··· Study material

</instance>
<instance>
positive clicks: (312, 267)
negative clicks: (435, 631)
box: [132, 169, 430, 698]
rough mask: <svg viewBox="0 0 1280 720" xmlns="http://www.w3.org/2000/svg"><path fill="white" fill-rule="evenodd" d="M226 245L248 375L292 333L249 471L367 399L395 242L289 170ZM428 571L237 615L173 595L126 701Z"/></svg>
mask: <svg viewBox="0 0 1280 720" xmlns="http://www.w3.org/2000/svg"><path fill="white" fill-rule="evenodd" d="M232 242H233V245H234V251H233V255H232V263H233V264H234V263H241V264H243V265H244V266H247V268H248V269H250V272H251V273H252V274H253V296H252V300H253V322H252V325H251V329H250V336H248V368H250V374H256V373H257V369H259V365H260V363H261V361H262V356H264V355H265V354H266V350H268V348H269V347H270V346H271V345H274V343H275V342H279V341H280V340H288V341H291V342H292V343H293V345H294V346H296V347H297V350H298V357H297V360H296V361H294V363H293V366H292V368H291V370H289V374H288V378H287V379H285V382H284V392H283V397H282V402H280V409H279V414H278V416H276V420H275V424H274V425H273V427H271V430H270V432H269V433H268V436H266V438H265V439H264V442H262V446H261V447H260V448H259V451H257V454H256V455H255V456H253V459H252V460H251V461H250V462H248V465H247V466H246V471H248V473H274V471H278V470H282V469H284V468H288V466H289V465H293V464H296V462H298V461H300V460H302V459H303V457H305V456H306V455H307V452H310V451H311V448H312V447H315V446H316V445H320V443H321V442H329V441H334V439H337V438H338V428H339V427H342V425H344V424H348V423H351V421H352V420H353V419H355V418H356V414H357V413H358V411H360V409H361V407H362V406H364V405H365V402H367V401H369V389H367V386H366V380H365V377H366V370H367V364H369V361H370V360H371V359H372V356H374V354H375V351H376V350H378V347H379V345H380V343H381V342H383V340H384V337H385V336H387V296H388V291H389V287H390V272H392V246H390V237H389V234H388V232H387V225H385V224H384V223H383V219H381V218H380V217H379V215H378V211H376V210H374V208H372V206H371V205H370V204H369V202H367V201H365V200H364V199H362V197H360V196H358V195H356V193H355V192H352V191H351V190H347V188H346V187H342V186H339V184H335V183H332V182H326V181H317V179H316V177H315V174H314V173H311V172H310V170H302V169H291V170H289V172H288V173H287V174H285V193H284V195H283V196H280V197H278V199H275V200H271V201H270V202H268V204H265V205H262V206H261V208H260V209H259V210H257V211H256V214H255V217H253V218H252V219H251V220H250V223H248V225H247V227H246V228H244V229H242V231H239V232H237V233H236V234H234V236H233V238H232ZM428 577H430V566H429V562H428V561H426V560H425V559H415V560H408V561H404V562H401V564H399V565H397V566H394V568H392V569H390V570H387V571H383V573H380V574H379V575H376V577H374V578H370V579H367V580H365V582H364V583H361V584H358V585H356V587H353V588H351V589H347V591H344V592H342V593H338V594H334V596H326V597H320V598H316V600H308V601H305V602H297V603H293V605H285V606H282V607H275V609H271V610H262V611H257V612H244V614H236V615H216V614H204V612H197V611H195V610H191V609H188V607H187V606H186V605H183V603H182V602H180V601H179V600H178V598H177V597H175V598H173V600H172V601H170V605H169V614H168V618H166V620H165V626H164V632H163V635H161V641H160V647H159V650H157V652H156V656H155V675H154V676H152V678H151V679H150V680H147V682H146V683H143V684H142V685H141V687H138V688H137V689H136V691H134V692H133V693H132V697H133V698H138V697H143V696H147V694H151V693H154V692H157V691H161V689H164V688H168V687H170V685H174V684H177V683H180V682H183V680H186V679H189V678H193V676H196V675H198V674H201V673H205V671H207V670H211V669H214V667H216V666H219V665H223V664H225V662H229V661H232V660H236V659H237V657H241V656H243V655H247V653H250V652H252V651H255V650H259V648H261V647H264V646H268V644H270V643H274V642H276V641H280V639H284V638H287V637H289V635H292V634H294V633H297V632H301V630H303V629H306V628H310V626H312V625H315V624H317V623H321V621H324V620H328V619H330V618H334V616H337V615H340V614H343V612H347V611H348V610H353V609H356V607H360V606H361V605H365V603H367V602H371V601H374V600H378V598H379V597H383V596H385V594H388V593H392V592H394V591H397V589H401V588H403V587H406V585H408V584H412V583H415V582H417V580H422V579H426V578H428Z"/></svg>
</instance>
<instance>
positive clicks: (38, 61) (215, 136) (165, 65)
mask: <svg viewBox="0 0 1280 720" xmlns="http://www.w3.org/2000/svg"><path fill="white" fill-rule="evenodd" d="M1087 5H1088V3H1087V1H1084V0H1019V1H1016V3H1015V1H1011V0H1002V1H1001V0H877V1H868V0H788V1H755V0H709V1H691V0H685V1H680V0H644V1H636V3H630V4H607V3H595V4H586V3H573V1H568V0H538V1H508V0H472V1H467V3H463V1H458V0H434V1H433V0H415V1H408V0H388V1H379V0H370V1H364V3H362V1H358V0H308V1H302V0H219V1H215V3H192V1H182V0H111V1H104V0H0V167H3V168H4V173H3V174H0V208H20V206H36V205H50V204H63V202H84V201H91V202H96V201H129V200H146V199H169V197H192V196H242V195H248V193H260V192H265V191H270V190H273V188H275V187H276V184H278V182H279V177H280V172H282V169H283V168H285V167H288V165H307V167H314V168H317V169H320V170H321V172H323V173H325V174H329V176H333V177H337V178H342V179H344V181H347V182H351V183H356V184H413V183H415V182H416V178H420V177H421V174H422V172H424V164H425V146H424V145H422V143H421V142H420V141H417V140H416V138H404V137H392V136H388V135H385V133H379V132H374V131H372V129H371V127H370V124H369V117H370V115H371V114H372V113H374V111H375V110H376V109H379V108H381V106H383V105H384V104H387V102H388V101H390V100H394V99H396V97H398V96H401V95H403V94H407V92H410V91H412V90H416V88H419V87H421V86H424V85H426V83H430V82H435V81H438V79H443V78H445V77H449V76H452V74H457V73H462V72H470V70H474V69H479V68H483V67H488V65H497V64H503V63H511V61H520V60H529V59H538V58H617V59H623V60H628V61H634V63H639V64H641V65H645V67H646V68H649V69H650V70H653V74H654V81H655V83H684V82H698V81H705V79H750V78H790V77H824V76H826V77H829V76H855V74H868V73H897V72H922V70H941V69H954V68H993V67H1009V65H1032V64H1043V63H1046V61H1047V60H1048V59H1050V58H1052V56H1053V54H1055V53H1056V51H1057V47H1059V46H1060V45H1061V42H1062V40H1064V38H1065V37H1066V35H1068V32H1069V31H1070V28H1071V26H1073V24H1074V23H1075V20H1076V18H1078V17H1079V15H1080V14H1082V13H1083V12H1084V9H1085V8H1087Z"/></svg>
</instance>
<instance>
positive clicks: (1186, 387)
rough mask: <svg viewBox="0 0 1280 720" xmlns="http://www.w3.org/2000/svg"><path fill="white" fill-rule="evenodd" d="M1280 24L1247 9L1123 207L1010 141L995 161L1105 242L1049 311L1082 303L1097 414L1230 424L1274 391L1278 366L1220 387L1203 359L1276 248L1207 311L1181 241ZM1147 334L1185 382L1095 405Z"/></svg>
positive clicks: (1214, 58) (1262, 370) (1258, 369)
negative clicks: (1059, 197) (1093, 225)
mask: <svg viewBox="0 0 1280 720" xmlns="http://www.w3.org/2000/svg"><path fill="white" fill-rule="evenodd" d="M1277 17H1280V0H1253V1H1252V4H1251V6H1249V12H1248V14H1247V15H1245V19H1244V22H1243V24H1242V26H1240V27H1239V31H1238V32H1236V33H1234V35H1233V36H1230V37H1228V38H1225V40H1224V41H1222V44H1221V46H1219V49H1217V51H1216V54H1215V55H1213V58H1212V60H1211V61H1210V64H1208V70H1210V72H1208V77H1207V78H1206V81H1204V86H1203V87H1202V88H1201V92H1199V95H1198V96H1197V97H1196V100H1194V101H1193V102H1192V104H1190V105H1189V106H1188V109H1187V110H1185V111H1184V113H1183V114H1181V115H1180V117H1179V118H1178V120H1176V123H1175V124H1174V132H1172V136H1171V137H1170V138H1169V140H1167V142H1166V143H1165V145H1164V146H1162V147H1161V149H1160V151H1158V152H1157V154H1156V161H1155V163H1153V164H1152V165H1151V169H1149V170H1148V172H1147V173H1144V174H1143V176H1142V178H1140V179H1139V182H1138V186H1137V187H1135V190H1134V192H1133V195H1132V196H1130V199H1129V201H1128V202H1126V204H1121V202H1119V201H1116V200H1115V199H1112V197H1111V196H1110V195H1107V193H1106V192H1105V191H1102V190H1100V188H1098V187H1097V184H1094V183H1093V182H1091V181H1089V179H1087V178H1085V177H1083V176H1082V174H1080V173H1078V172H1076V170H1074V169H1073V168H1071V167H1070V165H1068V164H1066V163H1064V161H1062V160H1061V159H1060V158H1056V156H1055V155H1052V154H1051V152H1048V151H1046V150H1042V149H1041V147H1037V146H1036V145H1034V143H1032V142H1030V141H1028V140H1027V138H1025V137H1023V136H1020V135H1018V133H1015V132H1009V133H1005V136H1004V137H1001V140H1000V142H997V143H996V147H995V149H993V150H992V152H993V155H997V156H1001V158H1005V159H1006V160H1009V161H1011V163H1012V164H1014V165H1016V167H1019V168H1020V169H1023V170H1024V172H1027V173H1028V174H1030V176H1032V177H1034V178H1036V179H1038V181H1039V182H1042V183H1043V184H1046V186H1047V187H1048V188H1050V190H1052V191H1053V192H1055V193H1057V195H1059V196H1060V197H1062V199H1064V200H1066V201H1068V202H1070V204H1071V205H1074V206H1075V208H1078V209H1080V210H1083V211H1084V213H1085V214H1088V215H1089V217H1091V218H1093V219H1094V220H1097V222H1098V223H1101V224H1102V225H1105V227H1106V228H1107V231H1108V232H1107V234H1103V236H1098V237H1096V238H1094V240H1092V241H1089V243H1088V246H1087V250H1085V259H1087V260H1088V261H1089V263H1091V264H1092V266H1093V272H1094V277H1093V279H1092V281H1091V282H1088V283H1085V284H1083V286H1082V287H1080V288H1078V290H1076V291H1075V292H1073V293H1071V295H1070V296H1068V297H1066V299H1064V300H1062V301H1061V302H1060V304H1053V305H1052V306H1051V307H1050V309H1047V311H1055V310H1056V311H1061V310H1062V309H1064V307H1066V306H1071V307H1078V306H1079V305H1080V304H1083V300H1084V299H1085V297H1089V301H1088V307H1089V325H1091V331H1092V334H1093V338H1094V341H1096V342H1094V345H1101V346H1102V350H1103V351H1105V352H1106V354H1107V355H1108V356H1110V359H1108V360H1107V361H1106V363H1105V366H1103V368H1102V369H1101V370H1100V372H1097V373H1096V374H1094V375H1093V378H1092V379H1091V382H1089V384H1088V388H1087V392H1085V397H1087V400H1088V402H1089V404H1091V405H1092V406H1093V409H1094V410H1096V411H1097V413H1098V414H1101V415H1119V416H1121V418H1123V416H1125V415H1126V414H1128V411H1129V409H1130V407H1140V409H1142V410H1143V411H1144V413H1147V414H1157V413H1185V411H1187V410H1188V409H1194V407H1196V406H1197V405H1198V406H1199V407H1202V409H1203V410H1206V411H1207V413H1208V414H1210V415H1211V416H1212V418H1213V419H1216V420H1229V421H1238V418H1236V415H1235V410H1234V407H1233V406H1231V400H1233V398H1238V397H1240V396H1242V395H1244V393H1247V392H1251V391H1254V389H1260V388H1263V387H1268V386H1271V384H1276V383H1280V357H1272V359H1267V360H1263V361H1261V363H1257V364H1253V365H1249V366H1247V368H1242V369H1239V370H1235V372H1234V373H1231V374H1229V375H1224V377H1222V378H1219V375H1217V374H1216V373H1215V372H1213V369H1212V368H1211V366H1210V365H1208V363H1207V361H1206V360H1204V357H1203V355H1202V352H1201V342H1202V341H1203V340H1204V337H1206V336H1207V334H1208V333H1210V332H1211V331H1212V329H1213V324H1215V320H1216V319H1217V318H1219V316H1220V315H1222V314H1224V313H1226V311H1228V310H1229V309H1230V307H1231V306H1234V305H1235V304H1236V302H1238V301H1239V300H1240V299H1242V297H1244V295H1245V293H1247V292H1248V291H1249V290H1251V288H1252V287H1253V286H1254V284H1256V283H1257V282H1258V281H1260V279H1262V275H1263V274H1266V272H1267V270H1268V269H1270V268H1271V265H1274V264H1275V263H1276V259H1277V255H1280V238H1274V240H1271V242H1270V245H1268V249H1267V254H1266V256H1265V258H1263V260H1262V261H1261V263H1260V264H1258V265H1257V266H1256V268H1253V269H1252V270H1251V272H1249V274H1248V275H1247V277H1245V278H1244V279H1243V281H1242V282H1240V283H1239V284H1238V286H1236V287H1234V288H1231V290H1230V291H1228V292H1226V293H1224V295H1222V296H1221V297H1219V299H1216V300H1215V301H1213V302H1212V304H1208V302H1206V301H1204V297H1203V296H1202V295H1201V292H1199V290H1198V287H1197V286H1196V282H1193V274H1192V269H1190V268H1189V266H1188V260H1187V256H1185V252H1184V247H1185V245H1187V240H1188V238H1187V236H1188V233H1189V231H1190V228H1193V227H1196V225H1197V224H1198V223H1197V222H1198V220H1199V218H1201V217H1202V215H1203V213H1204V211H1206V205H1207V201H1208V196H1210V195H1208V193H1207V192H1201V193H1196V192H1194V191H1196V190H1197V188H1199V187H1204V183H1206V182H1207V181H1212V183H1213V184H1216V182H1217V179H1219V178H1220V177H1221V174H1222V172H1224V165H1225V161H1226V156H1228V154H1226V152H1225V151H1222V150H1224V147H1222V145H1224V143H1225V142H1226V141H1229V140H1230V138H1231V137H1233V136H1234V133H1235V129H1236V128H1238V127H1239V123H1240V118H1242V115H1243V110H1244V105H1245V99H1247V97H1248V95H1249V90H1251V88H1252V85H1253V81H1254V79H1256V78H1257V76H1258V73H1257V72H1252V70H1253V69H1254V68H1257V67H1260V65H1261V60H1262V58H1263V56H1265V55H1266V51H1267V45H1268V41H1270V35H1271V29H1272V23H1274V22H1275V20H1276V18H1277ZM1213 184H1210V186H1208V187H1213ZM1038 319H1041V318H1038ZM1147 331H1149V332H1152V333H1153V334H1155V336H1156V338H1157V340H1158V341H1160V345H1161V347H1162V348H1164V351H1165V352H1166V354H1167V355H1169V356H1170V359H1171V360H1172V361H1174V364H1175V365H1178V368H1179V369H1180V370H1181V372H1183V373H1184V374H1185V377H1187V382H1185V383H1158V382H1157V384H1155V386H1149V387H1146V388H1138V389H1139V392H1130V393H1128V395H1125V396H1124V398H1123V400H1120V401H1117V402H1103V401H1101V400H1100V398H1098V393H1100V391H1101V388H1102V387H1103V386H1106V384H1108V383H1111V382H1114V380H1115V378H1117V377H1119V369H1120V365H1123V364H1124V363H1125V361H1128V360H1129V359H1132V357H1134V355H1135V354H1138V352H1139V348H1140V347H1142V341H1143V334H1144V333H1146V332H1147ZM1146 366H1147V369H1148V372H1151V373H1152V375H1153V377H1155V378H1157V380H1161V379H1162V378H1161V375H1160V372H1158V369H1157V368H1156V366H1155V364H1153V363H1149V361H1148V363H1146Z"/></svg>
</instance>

······

* **What this task involves**
All lines from the beginning of the entries through the line marked "box: [132, 169, 430, 698]" are to be output exactly; nothing else belongs in the answer.

* **Response**
</instance>
<instance>
positive clicks: (312, 267)
negative clicks: (435, 631)
box: [132, 169, 430, 698]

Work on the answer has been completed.